Exercise goal -
Quote each line exactly, from the line that contains "Locate each instance of the wood" down to the last line of the listing, and no other lines.

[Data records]

------------------------------------------------------------

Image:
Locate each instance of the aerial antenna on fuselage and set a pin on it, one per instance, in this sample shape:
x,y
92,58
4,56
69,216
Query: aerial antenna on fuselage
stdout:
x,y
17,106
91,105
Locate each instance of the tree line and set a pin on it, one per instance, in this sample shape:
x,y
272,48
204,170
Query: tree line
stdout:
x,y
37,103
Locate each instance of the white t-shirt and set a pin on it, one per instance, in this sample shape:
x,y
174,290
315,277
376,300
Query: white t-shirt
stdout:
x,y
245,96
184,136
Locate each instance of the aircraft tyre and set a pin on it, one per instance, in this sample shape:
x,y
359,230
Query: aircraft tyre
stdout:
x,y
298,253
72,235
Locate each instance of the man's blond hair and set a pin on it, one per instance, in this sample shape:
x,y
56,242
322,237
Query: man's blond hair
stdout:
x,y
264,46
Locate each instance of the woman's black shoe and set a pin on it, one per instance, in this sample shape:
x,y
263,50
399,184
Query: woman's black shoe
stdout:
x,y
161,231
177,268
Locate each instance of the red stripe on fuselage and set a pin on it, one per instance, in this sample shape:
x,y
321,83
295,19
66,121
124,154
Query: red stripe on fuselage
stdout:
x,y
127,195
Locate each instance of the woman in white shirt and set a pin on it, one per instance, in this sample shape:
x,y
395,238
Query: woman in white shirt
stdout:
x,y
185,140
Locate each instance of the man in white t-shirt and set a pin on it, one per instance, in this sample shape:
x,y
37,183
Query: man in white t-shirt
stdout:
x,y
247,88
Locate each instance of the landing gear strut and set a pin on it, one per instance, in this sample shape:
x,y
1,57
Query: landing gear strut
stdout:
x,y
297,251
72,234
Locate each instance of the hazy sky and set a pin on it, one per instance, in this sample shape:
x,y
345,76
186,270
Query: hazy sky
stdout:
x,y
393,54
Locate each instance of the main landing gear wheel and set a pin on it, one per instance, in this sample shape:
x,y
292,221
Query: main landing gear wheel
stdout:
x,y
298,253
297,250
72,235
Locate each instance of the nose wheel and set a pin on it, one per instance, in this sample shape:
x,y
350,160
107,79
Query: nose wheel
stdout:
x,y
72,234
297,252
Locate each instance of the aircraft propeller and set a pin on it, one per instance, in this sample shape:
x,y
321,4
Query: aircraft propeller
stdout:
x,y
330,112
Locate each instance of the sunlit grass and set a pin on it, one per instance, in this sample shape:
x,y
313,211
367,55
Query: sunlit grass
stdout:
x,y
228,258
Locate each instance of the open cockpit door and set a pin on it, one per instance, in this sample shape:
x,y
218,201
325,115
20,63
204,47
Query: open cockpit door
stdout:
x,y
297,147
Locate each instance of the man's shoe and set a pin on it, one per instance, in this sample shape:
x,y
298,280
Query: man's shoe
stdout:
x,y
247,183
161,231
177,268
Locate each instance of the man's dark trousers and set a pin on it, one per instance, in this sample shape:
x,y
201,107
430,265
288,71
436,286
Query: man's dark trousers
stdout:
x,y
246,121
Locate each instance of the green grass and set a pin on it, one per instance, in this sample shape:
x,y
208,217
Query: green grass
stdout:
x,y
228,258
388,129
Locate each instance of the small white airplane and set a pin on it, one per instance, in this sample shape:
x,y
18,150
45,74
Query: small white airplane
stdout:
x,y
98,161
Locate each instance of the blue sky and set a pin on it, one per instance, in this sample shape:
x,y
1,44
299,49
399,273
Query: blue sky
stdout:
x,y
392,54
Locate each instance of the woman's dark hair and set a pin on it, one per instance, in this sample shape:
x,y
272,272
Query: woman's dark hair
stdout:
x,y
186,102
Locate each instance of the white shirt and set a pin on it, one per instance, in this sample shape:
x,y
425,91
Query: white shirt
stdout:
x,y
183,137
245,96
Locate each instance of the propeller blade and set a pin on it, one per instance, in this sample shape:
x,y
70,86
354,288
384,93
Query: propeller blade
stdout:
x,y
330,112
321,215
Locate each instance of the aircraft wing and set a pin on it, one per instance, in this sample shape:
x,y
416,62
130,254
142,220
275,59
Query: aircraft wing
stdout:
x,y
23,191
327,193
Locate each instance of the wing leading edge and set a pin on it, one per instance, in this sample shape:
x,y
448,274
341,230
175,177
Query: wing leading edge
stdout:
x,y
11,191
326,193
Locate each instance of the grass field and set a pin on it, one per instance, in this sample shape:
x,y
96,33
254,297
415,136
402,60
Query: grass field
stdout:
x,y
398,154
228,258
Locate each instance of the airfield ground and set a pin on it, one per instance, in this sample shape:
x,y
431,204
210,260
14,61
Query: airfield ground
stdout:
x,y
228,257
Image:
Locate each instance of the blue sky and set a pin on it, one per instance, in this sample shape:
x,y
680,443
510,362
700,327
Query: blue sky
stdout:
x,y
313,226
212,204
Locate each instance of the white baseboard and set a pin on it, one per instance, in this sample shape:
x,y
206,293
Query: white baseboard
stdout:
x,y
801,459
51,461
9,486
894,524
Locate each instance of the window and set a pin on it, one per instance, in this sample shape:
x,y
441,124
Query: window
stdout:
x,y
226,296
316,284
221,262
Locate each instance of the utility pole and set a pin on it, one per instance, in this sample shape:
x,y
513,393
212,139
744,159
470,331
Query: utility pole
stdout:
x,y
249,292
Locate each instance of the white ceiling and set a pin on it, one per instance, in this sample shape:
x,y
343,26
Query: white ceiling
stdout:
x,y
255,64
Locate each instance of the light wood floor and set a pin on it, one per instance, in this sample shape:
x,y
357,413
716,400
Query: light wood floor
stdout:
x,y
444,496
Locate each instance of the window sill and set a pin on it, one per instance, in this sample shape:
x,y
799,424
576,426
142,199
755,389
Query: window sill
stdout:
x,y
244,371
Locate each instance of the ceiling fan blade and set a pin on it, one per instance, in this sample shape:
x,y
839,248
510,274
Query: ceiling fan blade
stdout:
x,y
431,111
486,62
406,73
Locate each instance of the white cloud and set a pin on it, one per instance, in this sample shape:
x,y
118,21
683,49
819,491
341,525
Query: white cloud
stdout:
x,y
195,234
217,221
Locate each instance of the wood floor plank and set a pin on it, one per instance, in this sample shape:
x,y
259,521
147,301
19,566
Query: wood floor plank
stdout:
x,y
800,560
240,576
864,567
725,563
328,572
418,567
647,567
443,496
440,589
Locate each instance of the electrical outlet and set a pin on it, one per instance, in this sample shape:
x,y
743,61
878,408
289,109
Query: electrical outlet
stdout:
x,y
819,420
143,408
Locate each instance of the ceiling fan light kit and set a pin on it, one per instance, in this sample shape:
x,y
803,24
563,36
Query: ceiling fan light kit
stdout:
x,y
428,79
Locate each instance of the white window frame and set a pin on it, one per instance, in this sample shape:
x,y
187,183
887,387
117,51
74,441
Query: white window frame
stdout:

------------------------------------------------------------

Task solution -
Locate each instance of the wood floor plank and set a pin on it, one per instance, in this sample shape:
x,y
259,521
147,301
19,566
Query: wood floor plank
stdout:
x,y
800,560
240,576
864,567
725,563
328,572
418,567
647,567
443,496
440,589
Locate each instance of the electrical outlet and set a pin on it, one per instance, in this sample shape:
x,y
743,61
878,408
289,109
Query: electrical outlet
stdout:
x,y
819,420
143,408
Locate each instance of the ceiling fan light kit and set a pin on it, one per instance, in this sample shape:
x,y
803,24
563,36
Query: ceiling fan light kit
stdout:
x,y
428,79
Locate each instance of the white window frame and set a pin on it, one per instance, in this sample shape:
x,y
187,183
887,387
117,51
74,441
Query: white window frame
stdout:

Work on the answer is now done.